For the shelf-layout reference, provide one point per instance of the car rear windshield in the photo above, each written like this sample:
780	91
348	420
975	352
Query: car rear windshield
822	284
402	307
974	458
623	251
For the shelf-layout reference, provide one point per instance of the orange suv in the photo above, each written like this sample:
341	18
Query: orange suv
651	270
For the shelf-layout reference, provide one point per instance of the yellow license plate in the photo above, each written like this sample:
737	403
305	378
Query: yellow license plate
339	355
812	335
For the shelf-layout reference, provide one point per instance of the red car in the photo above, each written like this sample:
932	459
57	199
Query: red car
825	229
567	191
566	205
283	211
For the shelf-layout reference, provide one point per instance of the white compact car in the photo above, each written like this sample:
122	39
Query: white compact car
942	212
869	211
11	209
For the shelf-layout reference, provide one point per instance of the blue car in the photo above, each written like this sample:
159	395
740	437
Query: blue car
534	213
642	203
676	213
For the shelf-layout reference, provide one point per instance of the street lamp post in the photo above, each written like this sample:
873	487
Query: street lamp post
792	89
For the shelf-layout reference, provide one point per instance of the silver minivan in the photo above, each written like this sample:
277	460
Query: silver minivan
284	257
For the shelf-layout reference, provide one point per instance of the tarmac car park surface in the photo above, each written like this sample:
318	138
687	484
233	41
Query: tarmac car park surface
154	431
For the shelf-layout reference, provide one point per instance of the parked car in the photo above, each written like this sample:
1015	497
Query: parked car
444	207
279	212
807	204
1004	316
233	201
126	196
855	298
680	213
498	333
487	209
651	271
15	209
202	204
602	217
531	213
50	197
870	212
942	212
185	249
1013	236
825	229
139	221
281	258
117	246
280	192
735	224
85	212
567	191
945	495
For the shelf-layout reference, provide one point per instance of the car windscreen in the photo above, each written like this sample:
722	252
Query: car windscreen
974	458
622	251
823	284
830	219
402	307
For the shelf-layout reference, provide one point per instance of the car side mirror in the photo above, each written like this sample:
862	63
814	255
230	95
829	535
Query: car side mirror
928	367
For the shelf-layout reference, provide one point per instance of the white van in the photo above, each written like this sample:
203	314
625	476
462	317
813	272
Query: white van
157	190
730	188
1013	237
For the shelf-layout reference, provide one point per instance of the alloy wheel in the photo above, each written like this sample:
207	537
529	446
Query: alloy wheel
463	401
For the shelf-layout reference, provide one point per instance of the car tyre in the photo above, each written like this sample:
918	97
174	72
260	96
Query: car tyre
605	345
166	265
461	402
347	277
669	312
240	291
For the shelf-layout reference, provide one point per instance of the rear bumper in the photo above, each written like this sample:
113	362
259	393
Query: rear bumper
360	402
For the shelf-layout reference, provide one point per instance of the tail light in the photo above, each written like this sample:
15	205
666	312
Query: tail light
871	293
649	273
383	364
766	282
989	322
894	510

> [SET TASK]: Write the data from above out again, exactly.

> [TASK SOLUTION]:
For the shelf-layout reference, provide one point per instance of the car rear windshield in the photo above, each written like this sample:
780	91
348	420
975	352
Query: car rear windshield
822	284
402	307
974	458
623	251
For the shelf-layout reference, provide one point per instance of the orange suv in the photo above, each written like this sample:
341	18
Query: orange suv
651	270
For the shelf-layout reference, provide one point per instance of the yellow license plate in the photo above, each written like this sample:
737	403
305	378
Query: yellow license plate
339	355
812	335
For the shelf-layout reference, provide one point per instance of the red car in the photo above, each written like this sample:
932	459
57	199
Query: red car
825	229
567	191
566	205
283	211
For the shelf-layout reference, provide one point per instance of the white compact car in the photo above, each written like this sample:
122	39
Query: white compact car
942	212
869	211
11	209
For the shelf-layout reference, provide one point per instance of the blue car in the photo above, each written like this sample:
159	395
740	437
Query: blue car
534	213
642	203
676	213
For the shelf-layout reference, provide one point per instance of the street lamp post in the photo above, each written like this sample:
873	487
Query: street lamp post
792	89
For the shelf-layout reference, provide one point per instance of the silver minivan in the photo above, each written like this sample:
277	460
Query: silver minivan
284	257
For the shelf-layout reference, provide one point per instance of the tarmac car park surface in the photo above, each written like this sample:
318	138
687	484
233	41
Query: tarmac car park surface
154	431
For the shelf-layout reference, provide one point per instance of the parked car in the photo above, each written like this sample:
1015	497
Query: parked car
444	207
279	212
807	204
1004	316
233	201
126	196
855	298
680	213
498	333
487	209
651	271
15	209
202	204
602	217
531	213
50	197
870	212
942	212
185	249
1013	236
825	229
139	221
281	258
117	246
280	192
735	224
85	212
567	191
945	495
For the shelf-layout reference, provide one point per instance of the car windscreen in the photo above, each written like this sample:
722	252
Query: car windscreen
974	458
622	251
823	284
830	219
402	307
For the shelf-layout reference, provide one point per instance of the car side mirror in the photo above, each written like this sample:
862	63
814	255
230	95
829	535
Query: car side mirror
928	367
For the shelf-layout reference, provide one point per instance of the white van in the photo above, each written like this sample:
203	314
625	476
462	317
813	272
Query: white van
157	190
730	188
1013	237
For the shelf-layout reference, provide one point per instance of the alloy wheel in the photo above, each written like this sample:
207	537
529	446
Query: alloy wheel
463	401
For the shelf-layout reference, provide one point per instance of the car tyre in the photo above, each written like this sample:
918	97
174	72
260	96
Query: car tyre
605	345
166	265
461	402
347	277
669	312
240	291
For the shelf-layout reference, provide one point per instance of the rear bumper in the photo above, each written like this sample:
113	362
259	393
Query: rear bumper
360	402
For the shelf-layout reference, provide one point per instance of the tail light in the photo above, each written like this sample:
15	205
666	312
Query: tail light
871	293
649	273
383	364
766	282
989	322
894	510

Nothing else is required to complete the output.